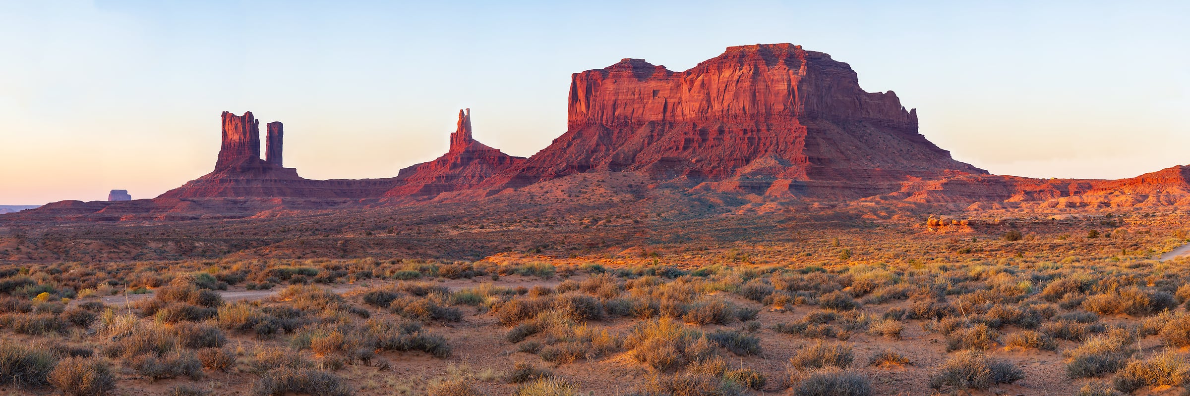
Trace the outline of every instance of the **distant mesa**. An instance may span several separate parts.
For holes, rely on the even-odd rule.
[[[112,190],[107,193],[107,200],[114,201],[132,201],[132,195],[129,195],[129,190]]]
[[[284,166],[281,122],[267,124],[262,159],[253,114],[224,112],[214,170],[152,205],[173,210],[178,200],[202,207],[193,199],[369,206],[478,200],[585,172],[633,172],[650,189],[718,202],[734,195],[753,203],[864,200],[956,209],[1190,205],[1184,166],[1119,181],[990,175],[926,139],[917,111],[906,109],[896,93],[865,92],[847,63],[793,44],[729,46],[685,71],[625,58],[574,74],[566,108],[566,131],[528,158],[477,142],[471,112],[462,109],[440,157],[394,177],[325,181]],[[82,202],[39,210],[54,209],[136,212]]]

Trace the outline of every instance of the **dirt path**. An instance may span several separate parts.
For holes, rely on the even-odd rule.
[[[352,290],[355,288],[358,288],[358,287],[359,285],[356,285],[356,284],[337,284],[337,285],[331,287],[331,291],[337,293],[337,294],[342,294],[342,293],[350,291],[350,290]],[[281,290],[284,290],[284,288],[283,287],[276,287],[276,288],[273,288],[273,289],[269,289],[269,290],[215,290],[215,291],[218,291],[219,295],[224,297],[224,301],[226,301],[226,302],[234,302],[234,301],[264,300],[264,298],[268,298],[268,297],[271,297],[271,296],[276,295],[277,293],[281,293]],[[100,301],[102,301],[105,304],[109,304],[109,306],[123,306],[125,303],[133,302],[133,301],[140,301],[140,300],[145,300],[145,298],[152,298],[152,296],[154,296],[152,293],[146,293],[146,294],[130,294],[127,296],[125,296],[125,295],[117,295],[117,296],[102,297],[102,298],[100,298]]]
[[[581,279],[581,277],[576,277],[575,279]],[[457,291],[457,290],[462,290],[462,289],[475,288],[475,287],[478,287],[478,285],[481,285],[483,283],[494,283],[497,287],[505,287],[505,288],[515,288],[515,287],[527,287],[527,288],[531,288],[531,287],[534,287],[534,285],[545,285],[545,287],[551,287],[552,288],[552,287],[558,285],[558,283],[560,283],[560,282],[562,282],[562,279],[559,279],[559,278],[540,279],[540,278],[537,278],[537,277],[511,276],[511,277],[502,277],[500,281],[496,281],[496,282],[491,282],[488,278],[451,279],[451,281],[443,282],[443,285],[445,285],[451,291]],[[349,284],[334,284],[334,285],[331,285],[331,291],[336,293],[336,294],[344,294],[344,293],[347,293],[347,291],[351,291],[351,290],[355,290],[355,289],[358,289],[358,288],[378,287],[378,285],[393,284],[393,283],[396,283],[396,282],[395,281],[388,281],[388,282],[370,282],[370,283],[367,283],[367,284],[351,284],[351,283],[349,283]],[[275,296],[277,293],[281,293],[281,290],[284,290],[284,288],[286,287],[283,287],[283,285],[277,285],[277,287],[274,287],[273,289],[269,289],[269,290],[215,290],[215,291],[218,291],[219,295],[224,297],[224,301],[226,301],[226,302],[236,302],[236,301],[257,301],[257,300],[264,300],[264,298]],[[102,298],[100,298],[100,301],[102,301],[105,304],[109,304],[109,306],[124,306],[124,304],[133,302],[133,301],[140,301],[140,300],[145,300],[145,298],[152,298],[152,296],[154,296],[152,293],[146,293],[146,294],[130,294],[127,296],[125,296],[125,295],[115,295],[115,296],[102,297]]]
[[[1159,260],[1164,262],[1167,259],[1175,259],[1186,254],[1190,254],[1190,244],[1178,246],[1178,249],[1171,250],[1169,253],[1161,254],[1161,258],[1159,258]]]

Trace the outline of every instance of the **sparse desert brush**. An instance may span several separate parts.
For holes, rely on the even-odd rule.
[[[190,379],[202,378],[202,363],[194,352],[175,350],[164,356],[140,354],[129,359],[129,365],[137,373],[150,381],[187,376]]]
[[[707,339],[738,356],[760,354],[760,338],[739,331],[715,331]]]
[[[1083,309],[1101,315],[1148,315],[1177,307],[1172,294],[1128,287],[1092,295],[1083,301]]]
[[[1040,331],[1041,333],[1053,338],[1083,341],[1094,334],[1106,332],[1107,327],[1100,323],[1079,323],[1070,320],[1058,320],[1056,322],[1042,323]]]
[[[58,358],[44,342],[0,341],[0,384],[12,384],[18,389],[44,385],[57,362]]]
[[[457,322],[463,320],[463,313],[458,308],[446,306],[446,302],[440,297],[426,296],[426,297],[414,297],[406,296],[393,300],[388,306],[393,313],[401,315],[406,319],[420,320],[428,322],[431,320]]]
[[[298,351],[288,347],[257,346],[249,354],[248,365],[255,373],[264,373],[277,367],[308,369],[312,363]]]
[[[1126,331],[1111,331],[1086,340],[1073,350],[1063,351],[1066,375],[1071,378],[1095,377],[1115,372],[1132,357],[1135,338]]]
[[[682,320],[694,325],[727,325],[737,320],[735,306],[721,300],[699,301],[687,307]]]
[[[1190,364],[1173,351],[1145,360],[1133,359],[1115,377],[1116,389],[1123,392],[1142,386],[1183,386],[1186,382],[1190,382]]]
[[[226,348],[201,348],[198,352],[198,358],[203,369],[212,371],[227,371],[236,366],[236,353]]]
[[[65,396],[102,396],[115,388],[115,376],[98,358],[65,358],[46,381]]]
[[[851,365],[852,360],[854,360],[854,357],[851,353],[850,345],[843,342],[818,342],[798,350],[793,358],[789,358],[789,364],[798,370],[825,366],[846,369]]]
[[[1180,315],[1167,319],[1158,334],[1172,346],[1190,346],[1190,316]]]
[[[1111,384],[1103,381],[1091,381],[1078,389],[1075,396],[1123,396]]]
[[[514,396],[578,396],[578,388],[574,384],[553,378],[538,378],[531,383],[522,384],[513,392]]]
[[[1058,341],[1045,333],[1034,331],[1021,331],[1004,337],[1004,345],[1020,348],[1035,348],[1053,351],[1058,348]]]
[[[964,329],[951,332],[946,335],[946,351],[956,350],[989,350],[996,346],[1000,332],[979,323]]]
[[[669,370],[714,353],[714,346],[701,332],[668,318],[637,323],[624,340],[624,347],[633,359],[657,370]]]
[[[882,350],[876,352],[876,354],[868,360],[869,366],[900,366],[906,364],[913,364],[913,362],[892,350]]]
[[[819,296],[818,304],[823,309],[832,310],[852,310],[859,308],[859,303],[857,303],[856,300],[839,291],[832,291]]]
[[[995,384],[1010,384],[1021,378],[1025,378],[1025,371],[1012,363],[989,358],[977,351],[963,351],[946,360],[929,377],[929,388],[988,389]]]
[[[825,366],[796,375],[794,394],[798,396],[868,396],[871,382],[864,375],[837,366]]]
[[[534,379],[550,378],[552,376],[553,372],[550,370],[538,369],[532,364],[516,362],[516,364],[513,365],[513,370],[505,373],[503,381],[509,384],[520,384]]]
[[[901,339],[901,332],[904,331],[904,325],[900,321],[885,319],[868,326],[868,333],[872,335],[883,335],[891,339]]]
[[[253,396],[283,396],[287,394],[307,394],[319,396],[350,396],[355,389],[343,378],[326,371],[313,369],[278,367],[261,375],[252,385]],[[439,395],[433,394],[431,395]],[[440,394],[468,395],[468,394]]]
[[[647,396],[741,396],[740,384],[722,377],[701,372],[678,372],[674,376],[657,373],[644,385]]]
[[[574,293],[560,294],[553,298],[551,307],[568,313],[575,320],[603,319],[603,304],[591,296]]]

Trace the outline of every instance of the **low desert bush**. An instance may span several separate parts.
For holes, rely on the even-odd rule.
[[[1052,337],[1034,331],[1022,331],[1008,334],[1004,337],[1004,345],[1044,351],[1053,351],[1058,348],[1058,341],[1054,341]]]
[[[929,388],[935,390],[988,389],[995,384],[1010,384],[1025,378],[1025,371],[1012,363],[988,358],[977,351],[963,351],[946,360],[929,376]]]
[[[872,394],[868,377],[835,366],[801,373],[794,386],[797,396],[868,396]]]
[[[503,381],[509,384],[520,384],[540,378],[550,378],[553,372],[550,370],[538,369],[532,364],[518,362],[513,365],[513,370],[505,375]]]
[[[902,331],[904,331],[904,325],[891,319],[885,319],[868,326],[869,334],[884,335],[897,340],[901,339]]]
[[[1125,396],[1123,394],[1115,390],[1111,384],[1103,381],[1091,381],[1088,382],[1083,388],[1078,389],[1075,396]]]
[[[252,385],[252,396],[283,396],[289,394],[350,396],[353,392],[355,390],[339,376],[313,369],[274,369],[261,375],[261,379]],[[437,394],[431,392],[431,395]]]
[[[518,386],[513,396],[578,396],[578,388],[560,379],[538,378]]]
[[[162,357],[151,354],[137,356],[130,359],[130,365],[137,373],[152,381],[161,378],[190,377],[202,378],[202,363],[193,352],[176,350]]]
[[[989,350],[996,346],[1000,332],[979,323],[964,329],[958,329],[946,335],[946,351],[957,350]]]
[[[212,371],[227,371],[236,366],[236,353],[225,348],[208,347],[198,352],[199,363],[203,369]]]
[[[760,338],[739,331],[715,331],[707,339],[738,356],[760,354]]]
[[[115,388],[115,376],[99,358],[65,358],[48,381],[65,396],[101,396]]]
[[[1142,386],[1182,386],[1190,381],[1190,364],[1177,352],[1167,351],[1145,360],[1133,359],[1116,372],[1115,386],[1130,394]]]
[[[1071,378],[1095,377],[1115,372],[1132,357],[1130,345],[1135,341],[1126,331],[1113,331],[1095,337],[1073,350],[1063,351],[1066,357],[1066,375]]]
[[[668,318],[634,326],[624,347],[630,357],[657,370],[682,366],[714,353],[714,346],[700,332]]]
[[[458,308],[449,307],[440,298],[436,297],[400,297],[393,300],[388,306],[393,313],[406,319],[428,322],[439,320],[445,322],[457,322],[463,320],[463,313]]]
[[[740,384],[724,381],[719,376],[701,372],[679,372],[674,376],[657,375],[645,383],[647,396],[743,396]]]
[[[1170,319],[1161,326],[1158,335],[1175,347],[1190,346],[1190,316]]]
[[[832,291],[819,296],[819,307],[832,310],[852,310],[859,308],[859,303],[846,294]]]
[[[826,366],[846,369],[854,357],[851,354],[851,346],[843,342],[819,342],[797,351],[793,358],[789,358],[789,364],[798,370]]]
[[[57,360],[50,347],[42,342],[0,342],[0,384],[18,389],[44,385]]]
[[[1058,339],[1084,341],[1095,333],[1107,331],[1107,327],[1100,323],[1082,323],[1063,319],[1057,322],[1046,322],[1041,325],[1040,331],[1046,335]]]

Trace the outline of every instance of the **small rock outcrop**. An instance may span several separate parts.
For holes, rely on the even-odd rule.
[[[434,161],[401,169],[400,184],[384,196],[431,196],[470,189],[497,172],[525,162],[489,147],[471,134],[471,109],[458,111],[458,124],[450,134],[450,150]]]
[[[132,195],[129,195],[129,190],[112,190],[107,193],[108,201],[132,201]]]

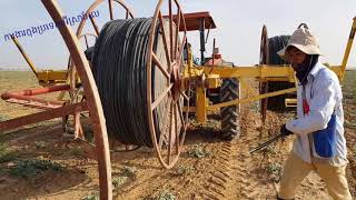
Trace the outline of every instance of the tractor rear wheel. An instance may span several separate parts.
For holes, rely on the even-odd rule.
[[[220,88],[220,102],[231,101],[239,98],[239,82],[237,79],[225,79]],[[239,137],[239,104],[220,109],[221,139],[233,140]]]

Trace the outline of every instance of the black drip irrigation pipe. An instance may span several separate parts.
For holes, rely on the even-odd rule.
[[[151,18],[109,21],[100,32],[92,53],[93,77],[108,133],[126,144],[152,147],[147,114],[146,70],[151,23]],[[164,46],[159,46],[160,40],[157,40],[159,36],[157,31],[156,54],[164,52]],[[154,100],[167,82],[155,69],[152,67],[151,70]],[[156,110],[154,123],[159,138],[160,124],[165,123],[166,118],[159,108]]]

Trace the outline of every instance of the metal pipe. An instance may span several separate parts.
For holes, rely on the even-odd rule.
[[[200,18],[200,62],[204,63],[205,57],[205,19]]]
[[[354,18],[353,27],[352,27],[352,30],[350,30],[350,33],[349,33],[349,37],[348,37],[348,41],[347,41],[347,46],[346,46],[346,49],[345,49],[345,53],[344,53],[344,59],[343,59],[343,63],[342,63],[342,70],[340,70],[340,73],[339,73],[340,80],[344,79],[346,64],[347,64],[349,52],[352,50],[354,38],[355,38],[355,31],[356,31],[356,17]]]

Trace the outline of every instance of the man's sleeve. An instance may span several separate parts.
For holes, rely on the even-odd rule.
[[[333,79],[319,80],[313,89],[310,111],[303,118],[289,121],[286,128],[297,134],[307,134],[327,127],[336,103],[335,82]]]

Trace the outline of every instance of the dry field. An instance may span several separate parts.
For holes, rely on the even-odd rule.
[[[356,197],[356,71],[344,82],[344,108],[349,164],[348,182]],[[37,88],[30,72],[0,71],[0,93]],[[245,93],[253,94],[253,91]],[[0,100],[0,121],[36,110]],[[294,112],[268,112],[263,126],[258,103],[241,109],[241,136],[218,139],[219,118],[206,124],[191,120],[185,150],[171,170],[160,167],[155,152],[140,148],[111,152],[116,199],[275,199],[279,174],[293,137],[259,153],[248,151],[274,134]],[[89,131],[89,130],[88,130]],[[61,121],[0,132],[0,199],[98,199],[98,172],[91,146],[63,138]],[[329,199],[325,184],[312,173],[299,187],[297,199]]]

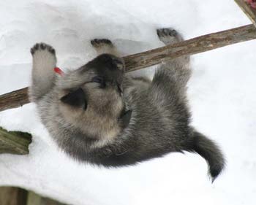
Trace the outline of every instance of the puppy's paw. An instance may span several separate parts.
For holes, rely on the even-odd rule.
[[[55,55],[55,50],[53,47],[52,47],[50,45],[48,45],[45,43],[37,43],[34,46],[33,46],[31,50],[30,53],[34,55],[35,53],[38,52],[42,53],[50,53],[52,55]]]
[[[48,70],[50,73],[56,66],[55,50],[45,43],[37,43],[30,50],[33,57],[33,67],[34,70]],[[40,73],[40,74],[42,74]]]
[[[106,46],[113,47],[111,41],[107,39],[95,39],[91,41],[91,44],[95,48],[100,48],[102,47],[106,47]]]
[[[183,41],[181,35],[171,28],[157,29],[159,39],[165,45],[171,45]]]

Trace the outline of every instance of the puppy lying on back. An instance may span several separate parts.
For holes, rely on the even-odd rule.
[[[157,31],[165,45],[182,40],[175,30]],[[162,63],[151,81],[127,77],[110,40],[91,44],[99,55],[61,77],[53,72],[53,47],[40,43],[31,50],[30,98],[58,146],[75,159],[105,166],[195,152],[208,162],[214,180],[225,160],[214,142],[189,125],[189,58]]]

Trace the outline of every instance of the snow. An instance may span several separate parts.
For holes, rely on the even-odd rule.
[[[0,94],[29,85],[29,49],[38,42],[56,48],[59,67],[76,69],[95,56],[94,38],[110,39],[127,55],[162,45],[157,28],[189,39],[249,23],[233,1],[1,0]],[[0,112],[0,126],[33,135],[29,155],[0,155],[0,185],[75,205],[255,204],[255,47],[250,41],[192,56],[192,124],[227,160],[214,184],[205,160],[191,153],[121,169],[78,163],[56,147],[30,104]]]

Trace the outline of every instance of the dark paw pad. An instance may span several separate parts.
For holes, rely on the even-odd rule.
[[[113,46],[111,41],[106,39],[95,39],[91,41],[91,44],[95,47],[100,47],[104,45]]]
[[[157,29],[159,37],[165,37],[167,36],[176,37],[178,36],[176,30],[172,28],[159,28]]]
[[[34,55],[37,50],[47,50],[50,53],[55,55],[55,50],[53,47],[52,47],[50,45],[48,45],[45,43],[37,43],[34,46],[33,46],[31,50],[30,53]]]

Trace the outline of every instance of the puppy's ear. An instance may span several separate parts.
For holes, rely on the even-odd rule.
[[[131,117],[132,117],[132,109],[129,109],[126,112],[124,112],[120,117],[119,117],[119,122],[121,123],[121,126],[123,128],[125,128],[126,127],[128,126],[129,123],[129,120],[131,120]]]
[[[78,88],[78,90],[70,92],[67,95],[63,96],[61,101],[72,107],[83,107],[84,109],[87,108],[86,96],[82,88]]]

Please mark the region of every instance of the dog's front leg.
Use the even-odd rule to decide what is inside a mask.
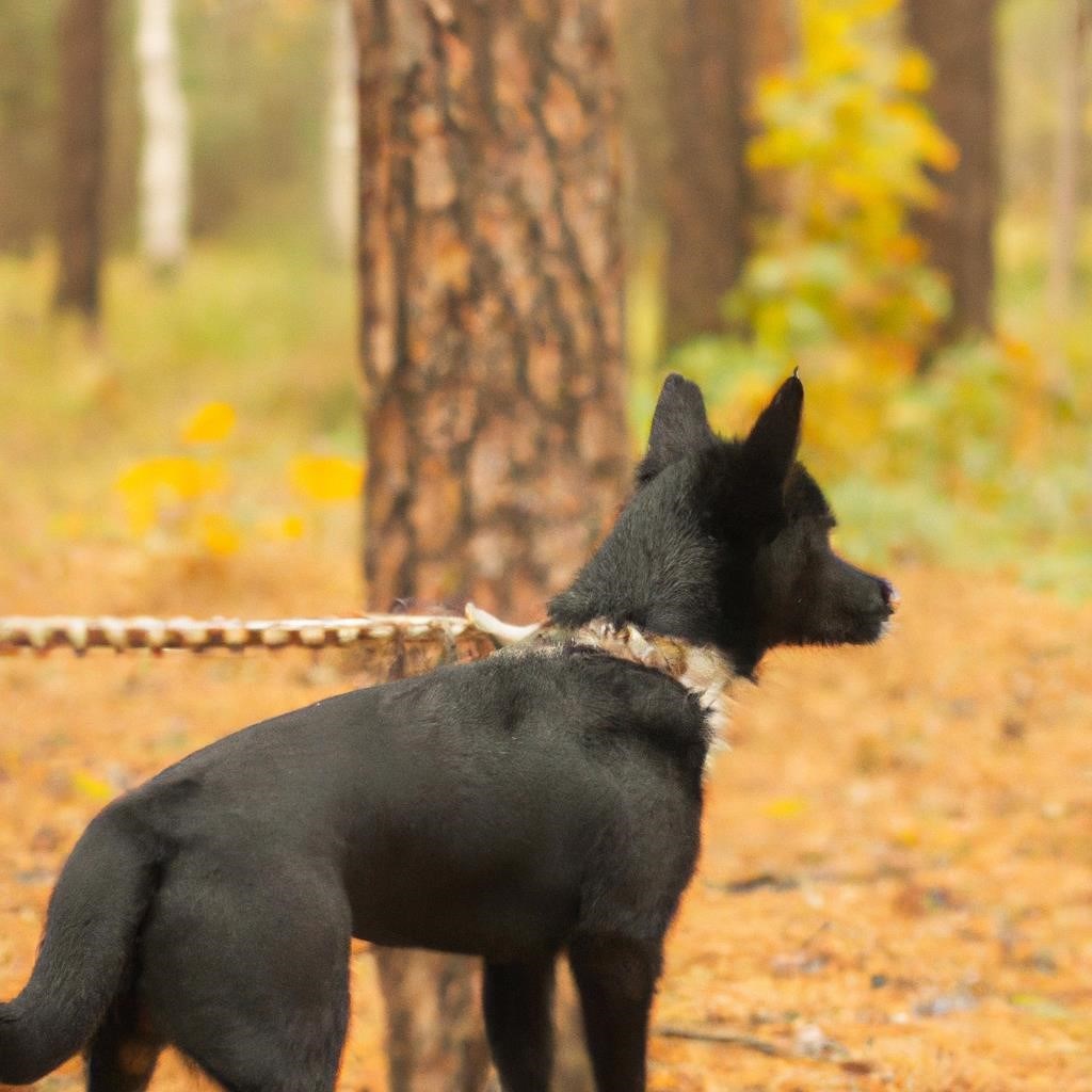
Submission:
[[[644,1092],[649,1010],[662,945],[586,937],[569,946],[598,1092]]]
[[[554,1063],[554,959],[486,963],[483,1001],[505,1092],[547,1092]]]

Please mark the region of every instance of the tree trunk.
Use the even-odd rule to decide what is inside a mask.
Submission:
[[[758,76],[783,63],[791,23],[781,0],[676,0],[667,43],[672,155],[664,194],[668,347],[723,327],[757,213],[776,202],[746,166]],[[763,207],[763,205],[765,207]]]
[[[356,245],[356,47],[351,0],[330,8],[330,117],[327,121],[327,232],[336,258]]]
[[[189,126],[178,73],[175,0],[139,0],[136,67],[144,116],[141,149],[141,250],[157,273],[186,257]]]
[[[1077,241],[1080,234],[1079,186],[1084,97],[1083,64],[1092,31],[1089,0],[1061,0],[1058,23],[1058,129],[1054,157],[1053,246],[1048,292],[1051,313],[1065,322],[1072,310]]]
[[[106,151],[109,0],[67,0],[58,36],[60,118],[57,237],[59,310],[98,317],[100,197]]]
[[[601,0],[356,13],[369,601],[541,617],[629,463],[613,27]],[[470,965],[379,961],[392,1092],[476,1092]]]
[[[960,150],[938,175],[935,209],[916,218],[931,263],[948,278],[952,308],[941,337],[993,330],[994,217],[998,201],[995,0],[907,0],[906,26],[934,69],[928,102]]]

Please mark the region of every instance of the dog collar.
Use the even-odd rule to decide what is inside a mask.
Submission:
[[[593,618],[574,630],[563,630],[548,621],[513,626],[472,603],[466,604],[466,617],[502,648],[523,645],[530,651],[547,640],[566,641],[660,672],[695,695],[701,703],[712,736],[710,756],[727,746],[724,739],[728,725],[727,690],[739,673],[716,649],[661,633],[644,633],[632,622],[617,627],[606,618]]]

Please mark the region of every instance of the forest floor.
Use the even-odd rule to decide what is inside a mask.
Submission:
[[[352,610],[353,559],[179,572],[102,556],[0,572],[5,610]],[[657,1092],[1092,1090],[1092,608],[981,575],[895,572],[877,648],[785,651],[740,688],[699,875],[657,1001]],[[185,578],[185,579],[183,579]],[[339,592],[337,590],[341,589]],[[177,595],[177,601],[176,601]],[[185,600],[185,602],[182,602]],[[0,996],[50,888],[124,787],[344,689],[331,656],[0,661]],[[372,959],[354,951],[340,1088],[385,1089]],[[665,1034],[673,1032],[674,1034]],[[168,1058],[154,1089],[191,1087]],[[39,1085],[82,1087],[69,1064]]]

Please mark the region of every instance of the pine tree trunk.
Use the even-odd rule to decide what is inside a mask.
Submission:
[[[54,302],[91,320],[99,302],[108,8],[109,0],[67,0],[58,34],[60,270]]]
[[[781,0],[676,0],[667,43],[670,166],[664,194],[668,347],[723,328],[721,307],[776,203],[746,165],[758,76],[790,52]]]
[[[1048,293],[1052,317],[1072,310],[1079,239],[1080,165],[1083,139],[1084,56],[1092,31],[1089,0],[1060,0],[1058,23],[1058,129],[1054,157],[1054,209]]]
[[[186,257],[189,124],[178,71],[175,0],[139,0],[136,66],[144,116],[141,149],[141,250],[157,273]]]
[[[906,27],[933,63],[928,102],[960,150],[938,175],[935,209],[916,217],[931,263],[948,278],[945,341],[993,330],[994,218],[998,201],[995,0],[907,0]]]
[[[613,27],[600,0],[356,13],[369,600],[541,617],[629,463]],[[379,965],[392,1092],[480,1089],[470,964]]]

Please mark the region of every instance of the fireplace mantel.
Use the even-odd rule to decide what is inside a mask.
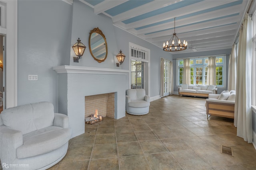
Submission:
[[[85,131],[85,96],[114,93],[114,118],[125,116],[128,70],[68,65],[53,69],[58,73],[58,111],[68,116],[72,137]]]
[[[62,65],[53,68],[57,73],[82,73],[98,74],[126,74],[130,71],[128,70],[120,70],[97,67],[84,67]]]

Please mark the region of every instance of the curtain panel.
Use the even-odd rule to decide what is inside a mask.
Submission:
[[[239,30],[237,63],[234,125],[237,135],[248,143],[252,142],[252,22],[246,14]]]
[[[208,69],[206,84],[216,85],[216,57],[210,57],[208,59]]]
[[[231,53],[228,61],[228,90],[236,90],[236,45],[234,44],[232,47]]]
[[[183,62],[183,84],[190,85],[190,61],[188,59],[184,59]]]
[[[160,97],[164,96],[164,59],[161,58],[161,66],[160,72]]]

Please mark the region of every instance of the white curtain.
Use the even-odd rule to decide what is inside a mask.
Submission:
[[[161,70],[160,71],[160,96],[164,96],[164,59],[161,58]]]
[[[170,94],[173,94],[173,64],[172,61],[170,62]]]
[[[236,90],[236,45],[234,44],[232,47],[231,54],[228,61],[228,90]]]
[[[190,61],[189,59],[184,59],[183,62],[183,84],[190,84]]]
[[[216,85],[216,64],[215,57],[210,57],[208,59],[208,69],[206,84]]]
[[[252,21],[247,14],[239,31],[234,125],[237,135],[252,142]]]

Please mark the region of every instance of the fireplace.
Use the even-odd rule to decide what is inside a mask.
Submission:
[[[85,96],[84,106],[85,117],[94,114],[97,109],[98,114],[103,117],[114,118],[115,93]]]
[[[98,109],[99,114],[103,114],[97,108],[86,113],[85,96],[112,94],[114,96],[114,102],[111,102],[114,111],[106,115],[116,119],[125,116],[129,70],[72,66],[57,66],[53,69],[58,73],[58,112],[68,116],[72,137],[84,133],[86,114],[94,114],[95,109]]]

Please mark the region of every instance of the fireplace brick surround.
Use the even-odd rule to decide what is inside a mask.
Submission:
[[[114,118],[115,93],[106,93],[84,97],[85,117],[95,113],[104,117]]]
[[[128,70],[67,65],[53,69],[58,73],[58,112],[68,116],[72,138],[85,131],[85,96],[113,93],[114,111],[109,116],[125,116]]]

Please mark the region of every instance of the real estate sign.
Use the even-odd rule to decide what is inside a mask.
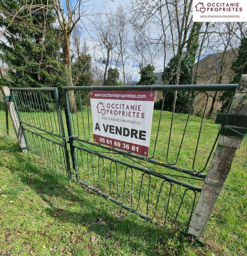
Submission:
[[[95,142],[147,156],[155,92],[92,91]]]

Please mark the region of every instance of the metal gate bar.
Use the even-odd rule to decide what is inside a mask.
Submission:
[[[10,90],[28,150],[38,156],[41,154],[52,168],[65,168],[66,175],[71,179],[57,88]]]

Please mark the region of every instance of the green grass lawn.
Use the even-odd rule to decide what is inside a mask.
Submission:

☆ ☆ ☆ ☆ ☆ ☆ ☆

• [Description of the task]
From the listing above, select every line that contains the word "curtain".

• [Finished task]
Please mark the region of every instance of the curtain panel.
Please mark the region of every instance of the white curtain.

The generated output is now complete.